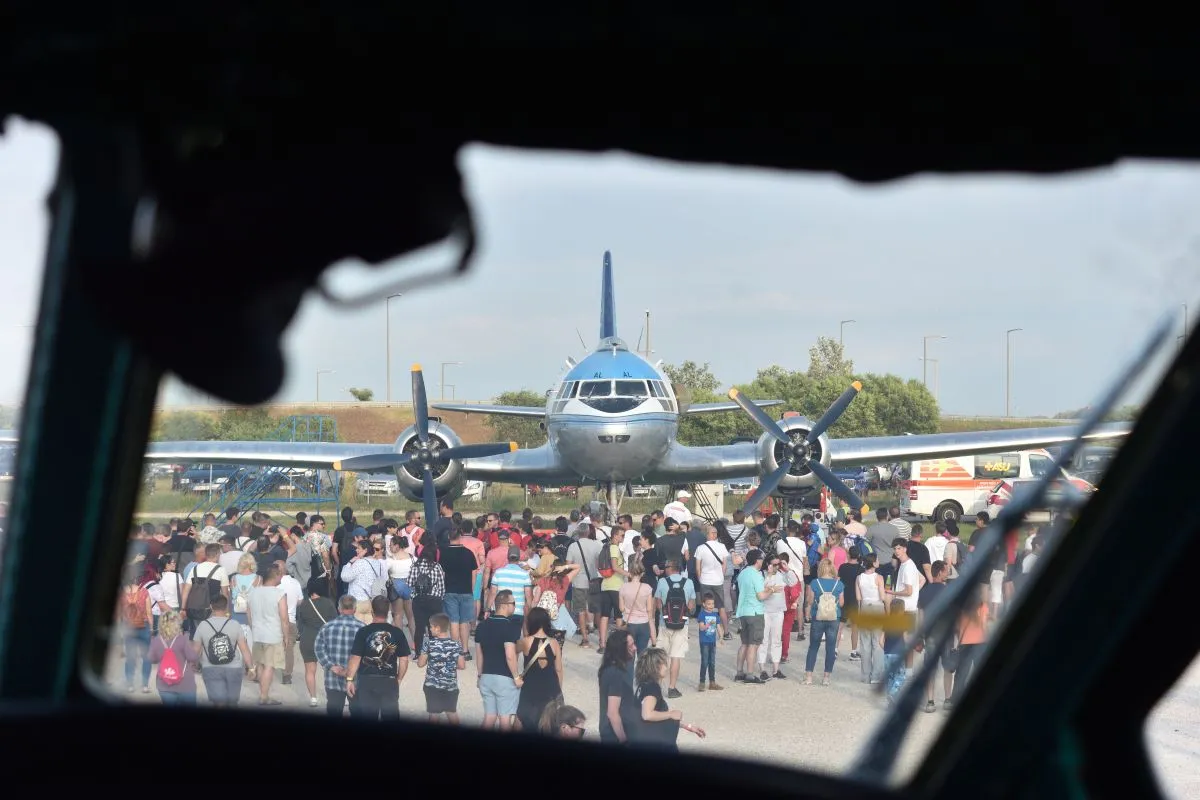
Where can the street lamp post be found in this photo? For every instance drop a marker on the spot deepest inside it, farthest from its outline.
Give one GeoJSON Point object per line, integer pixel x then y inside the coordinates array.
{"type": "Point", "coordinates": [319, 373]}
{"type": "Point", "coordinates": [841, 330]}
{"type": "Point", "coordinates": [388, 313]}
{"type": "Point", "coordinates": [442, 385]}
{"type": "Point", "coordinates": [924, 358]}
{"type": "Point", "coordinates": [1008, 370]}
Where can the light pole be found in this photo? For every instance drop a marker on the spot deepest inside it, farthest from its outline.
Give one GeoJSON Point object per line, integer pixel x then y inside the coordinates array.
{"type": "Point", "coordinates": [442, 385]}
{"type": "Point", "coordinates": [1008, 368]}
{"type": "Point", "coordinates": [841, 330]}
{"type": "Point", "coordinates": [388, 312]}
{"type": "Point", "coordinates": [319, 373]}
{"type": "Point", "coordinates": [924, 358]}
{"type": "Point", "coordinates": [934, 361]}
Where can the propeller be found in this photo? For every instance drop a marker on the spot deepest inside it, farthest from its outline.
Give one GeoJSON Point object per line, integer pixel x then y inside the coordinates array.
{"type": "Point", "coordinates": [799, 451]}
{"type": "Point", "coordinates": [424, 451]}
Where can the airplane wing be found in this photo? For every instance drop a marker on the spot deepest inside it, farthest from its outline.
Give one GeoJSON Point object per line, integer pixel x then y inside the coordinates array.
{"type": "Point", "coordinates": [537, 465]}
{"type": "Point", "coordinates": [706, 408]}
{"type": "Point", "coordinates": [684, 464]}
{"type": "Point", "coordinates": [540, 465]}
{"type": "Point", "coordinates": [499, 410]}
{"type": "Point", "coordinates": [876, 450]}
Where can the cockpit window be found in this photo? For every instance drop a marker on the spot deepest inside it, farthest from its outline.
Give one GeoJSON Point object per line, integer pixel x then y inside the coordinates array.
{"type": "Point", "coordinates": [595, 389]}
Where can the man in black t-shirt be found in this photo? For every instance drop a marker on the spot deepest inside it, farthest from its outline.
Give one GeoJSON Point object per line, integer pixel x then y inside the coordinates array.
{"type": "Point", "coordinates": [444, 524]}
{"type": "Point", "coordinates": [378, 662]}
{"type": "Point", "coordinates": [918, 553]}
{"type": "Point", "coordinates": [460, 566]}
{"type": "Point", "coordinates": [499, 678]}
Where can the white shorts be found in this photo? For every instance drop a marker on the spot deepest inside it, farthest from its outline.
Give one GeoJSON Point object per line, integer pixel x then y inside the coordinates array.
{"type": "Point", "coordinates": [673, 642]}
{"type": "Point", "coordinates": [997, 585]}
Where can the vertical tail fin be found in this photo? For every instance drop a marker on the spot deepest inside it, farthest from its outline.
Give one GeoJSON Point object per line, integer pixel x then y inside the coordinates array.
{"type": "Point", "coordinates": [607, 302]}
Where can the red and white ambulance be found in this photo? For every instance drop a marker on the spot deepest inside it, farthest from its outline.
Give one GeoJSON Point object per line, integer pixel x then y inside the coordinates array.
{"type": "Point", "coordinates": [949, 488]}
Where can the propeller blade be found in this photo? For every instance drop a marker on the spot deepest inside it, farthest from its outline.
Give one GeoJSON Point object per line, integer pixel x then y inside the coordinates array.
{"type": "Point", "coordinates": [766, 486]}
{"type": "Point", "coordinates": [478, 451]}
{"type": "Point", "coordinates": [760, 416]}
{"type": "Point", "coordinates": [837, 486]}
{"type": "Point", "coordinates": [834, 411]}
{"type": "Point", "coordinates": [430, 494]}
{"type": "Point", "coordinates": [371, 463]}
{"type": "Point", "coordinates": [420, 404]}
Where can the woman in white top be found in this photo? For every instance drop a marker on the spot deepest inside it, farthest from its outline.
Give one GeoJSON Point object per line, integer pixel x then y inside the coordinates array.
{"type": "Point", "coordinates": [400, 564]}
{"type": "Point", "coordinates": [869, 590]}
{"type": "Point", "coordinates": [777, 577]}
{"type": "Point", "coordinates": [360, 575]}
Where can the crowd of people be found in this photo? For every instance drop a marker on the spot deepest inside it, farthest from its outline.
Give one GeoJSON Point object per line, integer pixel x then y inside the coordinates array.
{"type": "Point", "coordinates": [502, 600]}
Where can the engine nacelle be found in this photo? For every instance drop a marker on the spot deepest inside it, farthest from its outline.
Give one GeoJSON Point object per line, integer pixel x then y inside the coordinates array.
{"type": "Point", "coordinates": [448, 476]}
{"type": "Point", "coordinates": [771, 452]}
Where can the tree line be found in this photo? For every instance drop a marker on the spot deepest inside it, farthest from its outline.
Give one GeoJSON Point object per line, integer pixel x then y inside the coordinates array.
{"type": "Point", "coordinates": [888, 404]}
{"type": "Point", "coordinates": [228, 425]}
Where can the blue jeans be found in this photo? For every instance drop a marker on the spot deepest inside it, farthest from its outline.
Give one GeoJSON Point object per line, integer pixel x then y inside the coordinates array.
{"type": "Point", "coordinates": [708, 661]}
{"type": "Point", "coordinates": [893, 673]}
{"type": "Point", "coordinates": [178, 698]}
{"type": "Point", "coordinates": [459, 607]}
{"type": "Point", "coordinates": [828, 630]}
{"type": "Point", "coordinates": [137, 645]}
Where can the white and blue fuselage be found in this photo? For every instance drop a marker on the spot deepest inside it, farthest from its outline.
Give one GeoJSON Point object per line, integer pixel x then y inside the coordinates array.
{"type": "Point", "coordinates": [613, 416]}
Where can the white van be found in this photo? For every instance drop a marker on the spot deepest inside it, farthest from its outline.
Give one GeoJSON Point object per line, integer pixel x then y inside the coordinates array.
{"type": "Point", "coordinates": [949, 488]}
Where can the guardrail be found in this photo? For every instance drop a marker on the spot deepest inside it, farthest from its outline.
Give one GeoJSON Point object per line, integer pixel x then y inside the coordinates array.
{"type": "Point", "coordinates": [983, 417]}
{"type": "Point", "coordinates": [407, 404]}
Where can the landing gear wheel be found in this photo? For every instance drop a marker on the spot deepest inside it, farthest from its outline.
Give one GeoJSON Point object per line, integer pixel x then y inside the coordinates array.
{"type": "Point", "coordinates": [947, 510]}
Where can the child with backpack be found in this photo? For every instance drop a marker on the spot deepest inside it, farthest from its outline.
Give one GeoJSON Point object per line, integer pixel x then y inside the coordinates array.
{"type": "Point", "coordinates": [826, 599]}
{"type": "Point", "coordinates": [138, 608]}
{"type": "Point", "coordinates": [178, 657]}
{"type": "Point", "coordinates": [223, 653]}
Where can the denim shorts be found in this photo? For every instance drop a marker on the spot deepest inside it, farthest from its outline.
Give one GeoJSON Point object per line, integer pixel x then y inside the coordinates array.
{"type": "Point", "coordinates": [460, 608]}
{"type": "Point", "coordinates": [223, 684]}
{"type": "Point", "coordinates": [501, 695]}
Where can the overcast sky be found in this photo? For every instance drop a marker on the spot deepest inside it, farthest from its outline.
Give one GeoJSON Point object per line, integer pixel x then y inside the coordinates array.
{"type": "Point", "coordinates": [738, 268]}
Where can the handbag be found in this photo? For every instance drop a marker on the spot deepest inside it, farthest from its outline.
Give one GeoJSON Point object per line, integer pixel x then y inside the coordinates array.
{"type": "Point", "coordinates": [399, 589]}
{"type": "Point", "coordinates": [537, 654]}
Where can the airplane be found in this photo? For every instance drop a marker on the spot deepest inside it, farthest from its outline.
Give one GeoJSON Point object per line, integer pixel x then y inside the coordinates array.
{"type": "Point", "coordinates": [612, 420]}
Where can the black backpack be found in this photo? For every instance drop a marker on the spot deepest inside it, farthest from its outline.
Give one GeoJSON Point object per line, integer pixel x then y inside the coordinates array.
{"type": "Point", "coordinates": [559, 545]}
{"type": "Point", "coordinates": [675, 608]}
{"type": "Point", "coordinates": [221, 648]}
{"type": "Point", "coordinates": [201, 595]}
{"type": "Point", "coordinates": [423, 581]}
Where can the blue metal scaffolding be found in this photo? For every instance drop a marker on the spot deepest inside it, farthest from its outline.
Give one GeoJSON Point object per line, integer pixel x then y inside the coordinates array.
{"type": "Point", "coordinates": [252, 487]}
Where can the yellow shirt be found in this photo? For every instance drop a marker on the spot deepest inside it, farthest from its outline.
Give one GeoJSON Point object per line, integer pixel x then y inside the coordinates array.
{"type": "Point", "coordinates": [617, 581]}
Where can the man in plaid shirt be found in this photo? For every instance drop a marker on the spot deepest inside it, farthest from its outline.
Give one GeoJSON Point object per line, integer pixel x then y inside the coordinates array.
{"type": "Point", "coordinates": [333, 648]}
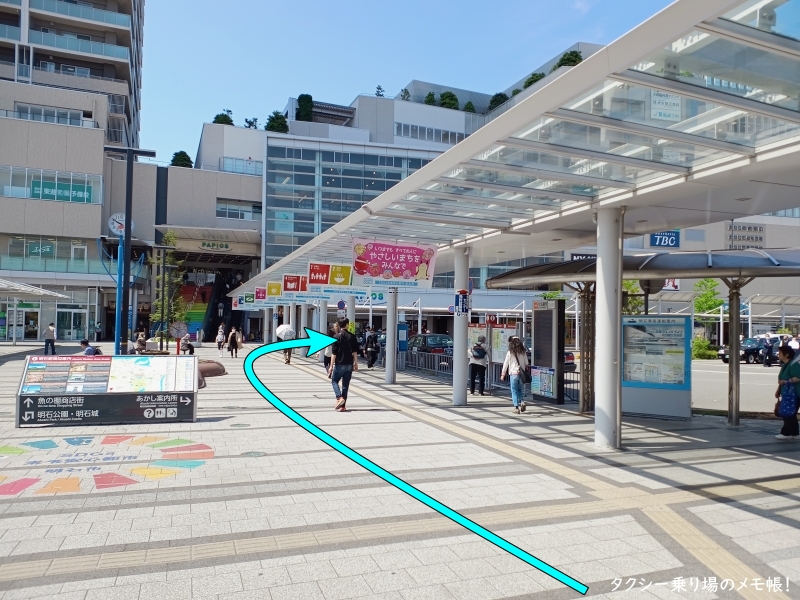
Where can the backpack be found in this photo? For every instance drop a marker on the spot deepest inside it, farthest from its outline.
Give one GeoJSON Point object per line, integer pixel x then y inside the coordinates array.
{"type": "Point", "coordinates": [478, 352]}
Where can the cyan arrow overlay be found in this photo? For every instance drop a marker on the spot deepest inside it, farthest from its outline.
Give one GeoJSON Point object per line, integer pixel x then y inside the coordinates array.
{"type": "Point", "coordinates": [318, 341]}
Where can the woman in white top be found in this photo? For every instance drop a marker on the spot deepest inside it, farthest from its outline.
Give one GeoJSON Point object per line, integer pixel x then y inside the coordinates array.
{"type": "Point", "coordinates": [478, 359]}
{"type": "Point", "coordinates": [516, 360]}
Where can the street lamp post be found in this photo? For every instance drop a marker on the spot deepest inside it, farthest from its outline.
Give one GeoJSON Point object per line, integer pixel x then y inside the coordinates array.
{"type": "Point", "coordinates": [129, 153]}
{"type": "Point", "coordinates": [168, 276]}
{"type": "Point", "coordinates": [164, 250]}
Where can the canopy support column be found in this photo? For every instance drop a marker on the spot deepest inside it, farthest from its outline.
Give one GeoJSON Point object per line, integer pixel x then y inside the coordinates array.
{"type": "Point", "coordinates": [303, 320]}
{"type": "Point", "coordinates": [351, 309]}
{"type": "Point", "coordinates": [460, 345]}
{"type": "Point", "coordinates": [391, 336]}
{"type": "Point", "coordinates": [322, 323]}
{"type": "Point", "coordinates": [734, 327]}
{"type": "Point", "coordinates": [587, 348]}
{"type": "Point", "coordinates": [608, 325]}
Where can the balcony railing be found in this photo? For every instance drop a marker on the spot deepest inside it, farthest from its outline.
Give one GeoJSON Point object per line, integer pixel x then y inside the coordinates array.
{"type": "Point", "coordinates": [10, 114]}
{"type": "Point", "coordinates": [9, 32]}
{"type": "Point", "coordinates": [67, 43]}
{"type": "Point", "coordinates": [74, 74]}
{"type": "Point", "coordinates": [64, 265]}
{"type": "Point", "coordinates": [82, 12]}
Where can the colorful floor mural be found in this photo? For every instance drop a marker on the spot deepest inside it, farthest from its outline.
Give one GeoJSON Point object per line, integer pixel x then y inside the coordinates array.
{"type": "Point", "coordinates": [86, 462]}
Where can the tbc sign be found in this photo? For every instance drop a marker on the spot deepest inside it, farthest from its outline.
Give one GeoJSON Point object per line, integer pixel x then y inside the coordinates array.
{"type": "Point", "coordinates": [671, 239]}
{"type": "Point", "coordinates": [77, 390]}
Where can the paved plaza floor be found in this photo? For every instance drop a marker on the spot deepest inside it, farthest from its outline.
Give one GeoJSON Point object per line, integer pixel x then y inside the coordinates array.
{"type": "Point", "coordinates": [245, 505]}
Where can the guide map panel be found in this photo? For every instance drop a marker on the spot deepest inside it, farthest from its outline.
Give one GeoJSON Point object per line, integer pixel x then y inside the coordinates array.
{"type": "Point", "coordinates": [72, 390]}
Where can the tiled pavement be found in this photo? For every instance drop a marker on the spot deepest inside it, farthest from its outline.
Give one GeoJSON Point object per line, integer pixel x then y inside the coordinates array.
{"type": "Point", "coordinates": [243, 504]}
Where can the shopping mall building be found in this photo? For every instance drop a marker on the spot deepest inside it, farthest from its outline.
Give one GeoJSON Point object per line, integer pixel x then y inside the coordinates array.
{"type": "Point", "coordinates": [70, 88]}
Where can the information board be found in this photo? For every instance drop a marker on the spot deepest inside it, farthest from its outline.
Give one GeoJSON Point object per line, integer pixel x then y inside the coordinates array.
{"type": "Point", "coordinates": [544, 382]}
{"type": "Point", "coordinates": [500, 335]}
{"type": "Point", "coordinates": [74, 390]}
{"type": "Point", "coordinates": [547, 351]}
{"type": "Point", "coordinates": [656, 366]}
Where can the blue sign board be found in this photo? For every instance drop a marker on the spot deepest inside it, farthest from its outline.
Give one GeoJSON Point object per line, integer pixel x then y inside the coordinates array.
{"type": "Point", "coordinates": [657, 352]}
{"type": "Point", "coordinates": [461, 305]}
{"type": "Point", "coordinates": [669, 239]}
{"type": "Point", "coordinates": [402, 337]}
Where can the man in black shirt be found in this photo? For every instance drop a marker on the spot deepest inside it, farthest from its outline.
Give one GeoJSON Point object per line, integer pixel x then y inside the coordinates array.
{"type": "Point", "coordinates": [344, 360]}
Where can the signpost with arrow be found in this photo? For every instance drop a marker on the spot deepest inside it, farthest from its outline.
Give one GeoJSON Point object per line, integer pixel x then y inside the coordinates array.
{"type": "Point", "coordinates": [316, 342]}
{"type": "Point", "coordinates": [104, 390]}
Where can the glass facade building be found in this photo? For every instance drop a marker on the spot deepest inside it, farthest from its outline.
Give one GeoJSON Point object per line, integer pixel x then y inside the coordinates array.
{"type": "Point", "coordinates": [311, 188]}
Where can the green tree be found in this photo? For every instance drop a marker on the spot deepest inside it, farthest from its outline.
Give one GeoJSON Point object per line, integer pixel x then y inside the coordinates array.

------------

TASK STATEMENT:
Everything from the line that contains "Where can the information" through the end of the records must be duplicated exactly, and nothing outside that range.

FULL OUTPUT:
Where can the information board be found in this photo? For every instance drop a marker on the spot deepest inside it, farthest from its outline.
Give one GeoJSON Point object per line, integer pixel x then y inside the coordinates array.
{"type": "Point", "coordinates": [544, 382]}
{"type": "Point", "coordinates": [500, 335]}
{"type": "Point", "coordinates": [74, 390]}
{"type": "Point", "coordinates": [547, 351]}
{"type": "Point", "coordinates": [656, 366]}
Where can the blue sign board be found in this photo? For every instance drop a marker on the spot deepest inside it, farthest from its outline.
Give one GeoJSON Point object per line, integer pixel x then y inside the coordinates array.
{"type": "Point", "coordinates": [657, 352]}
{"type": "Point", "coordinates": [461, 305]}
{"type": "Point", "coordinates": [669, 239]}
{"type": "Point", "coordinates": [402, 337]}
Where can the man in black shirt be found in this photo? For every instance drop a marker on the spot deepest inside it, farthest from its outline.
Give one GeoJSON Point object per line, integer pixel x then y inside the coordinates array.
{"type": "Point", "coordinates": [344, 360]}
Where can the signpost with arrow be found in this photo? For every instance drop a marker on the spot deepest inside it, farthest from its outline.
Give one GeoJSON Point object per line, integer pixel x then y inside the coordinates array.
{"type": "Point", "coordinates": [316, 342]}
{"type": "Point", "coordinates": [104, 390]}
Where can the glass facade building be found in this photo? For every instance drop a marker on the spot deepest inside it, farthest from its outline.
Give one GeoJSON Point object per line, integer pixel x then y inside the coordinates array.
{"type": "Point", "coordinates": [311, 188]}
Where can the green tree be found in this photo? For every instance drop a marker on the spot deepest inside it, farthest from its outline.
Give one GeoJSON Point object per line, integer pixel x then y inside the coordinates array.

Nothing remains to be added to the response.